- **Given problem**
Show every line of the records below that contains the word "pendant". Copy each such line in full, and count a match only when the case is the same.

## start Input for this task

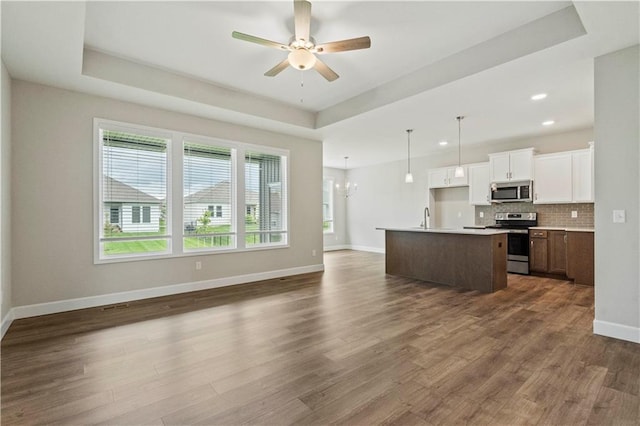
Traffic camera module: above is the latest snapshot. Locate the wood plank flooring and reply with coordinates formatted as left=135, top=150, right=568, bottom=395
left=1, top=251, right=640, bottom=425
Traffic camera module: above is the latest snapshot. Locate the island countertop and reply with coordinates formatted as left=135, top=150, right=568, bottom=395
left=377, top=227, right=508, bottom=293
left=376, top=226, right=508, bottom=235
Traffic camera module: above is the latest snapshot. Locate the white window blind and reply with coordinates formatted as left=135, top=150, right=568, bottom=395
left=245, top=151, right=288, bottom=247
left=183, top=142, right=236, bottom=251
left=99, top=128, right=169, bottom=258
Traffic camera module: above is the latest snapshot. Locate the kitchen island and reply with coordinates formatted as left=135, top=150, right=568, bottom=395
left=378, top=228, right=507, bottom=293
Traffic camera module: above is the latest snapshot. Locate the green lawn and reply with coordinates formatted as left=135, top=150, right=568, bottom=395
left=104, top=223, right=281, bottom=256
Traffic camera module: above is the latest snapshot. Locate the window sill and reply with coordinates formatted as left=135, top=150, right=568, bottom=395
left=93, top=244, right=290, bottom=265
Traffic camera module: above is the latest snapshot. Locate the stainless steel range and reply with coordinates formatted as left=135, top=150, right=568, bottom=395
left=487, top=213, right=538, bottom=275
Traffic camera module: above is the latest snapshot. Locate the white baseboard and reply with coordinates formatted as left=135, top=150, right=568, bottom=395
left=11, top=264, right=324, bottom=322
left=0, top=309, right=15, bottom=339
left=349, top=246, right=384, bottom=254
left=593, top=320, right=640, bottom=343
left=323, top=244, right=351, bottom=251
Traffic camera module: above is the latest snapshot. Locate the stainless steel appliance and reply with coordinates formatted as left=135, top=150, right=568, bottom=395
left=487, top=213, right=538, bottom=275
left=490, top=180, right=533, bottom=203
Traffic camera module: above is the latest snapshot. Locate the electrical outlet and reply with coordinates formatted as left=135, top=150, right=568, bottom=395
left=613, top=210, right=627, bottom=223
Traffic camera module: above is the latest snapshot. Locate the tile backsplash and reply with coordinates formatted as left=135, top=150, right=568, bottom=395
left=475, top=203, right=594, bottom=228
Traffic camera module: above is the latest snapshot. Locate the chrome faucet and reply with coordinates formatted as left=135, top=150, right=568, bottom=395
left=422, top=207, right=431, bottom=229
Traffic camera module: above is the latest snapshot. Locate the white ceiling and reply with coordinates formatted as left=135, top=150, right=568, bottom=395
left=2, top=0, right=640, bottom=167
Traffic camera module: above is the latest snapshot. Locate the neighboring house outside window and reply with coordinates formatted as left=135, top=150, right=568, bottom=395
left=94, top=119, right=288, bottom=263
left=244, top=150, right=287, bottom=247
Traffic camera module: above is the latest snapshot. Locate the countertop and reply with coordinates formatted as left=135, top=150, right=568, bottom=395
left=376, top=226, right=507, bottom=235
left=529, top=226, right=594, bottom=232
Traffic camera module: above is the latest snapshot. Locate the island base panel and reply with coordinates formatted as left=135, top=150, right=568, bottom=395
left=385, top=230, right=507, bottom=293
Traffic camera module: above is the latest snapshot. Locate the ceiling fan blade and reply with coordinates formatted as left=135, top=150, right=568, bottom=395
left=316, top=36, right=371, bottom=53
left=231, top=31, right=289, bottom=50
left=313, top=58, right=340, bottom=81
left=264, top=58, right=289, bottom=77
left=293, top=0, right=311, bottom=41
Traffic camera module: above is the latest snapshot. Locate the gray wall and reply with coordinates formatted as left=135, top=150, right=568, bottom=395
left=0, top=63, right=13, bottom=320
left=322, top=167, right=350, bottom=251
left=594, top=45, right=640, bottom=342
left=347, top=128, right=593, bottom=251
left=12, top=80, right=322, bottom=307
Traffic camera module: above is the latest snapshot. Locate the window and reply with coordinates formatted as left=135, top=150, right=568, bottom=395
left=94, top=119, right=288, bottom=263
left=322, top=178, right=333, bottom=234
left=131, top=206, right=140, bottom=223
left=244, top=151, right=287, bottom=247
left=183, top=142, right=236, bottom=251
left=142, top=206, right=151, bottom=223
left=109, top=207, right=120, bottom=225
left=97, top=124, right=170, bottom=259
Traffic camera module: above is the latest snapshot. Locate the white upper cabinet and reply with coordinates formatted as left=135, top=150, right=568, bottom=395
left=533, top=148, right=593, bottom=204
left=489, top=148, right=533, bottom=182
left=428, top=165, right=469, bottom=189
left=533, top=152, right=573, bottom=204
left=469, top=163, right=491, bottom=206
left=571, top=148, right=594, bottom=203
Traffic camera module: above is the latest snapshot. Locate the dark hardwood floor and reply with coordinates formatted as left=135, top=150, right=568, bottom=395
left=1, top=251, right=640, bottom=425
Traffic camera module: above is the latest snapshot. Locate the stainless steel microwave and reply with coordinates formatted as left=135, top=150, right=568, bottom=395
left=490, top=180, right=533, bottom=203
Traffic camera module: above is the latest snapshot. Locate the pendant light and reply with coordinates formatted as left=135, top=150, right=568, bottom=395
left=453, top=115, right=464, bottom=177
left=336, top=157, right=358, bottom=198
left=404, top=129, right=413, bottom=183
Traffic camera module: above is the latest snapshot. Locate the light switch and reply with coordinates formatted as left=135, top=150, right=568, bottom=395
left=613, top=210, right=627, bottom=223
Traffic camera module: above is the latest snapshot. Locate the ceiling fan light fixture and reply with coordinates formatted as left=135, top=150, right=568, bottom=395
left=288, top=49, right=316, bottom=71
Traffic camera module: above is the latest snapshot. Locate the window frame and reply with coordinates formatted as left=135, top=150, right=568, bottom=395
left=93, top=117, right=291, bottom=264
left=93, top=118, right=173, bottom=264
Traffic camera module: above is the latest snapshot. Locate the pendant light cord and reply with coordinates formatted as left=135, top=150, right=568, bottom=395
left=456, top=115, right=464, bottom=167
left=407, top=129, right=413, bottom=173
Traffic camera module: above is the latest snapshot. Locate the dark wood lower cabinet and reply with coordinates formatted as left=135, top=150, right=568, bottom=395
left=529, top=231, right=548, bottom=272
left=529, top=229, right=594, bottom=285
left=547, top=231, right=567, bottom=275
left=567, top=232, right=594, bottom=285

## end Input for this task

- **Written answer**
Traffic camera module: above is the latest snapshot. Locate the pendant light and reply with coordinates formatted as left=135, top=150, right=568, bottom=395
Traffic camera module: above is the latest snapshot. Locate the pendant light cord and reply with coordinates formatted as left=135, top=150, right=568, bottom=395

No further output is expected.